>>>>

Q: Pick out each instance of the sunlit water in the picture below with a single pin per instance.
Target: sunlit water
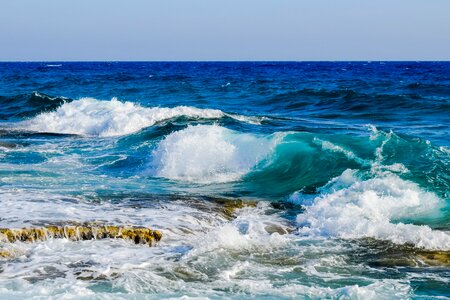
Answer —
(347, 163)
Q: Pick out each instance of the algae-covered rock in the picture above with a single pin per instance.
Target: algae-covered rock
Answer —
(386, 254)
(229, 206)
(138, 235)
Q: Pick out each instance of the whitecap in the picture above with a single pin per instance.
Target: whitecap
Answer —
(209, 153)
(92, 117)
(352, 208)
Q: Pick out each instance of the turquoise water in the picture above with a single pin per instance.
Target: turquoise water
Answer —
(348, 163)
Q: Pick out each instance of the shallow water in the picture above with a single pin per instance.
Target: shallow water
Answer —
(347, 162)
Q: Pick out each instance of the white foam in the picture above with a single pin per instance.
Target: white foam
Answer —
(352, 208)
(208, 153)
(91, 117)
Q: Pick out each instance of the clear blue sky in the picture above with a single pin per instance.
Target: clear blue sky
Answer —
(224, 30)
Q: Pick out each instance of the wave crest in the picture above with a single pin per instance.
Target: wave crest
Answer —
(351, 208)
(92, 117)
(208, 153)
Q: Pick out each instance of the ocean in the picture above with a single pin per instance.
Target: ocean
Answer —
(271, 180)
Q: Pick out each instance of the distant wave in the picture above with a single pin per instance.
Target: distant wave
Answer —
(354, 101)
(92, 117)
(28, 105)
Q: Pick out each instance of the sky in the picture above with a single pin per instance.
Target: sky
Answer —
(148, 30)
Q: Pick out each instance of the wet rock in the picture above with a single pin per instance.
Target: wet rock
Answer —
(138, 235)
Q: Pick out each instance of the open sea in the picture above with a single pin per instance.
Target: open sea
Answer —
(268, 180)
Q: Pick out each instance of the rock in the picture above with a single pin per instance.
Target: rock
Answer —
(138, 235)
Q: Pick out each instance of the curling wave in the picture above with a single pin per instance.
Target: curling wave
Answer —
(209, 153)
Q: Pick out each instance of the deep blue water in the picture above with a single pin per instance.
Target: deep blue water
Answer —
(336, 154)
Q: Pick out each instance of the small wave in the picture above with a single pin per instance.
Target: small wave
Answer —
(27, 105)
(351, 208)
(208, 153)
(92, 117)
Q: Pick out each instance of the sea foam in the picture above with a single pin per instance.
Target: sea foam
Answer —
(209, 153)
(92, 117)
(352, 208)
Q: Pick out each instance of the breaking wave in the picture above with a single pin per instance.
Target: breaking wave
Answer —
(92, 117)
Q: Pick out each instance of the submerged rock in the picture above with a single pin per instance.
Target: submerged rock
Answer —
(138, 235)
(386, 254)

<<<<
>>>>

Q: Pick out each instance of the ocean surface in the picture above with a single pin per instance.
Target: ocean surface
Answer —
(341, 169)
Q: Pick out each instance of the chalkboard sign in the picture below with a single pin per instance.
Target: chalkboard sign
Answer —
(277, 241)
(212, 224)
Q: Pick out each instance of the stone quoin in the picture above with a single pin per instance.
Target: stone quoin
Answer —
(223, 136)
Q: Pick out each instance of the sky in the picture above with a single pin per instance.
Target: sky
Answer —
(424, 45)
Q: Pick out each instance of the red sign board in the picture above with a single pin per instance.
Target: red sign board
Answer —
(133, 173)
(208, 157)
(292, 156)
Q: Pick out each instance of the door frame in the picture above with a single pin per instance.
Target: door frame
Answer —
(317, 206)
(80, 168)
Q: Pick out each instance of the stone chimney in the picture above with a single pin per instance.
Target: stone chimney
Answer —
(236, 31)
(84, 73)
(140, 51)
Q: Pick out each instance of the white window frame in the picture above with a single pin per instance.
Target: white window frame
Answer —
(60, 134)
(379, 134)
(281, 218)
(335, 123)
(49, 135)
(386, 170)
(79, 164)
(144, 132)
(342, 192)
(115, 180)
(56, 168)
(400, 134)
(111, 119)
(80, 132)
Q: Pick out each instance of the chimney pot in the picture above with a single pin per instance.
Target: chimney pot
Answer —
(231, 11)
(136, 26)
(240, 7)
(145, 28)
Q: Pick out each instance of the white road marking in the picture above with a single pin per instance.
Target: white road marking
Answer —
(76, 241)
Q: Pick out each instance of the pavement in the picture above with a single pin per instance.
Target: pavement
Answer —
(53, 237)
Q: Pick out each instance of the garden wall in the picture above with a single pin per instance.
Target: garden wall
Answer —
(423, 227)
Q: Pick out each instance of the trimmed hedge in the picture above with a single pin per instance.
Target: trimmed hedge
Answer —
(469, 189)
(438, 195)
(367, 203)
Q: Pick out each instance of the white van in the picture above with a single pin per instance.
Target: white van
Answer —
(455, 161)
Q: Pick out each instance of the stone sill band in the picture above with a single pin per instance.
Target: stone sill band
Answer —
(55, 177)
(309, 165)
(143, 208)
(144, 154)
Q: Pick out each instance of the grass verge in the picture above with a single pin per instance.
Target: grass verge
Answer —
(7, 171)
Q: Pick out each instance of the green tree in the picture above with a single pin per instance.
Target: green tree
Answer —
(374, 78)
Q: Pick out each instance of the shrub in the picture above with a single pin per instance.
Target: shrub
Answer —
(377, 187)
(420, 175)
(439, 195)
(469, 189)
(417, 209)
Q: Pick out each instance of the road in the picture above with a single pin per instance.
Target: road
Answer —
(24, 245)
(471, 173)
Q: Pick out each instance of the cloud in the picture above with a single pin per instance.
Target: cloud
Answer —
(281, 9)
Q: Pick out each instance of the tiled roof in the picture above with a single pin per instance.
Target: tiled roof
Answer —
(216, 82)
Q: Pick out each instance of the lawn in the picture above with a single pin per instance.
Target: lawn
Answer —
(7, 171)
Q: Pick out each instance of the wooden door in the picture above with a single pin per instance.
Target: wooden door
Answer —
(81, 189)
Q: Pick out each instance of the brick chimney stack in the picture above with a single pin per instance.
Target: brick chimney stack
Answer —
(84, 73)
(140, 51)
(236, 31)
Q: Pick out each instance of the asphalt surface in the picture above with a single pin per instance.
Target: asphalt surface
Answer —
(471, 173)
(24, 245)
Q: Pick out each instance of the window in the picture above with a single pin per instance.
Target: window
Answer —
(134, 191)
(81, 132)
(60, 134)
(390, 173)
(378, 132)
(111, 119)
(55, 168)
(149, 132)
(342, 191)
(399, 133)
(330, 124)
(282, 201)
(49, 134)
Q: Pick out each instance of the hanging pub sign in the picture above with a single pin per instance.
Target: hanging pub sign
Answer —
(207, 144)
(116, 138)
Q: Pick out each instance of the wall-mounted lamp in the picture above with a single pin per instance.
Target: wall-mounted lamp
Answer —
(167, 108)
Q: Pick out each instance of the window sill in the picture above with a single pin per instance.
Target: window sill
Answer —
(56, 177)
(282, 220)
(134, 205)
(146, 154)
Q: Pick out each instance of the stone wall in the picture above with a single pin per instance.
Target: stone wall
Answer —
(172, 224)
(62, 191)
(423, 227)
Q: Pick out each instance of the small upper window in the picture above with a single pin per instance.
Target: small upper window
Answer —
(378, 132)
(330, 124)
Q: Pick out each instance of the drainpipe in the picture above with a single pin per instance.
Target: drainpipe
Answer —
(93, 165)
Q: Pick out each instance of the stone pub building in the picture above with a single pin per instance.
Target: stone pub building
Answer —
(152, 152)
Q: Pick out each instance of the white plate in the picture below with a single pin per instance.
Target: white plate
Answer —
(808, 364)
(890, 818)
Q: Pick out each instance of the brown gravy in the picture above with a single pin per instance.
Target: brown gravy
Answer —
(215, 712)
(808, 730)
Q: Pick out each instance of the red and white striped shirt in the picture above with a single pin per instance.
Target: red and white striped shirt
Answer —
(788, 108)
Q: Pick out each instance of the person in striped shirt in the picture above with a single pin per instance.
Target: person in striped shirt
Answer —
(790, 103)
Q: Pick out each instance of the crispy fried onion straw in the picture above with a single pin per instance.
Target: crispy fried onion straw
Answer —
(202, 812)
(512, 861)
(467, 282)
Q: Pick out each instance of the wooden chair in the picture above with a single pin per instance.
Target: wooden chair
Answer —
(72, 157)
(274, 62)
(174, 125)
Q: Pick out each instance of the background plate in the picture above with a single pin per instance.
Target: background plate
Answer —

<<<<

Scan the material above for the string "garden". Copy each line that holds it.

Q: Pick out each instance of the garden wall in the picture above with a single pin per instance.
Target: garden wall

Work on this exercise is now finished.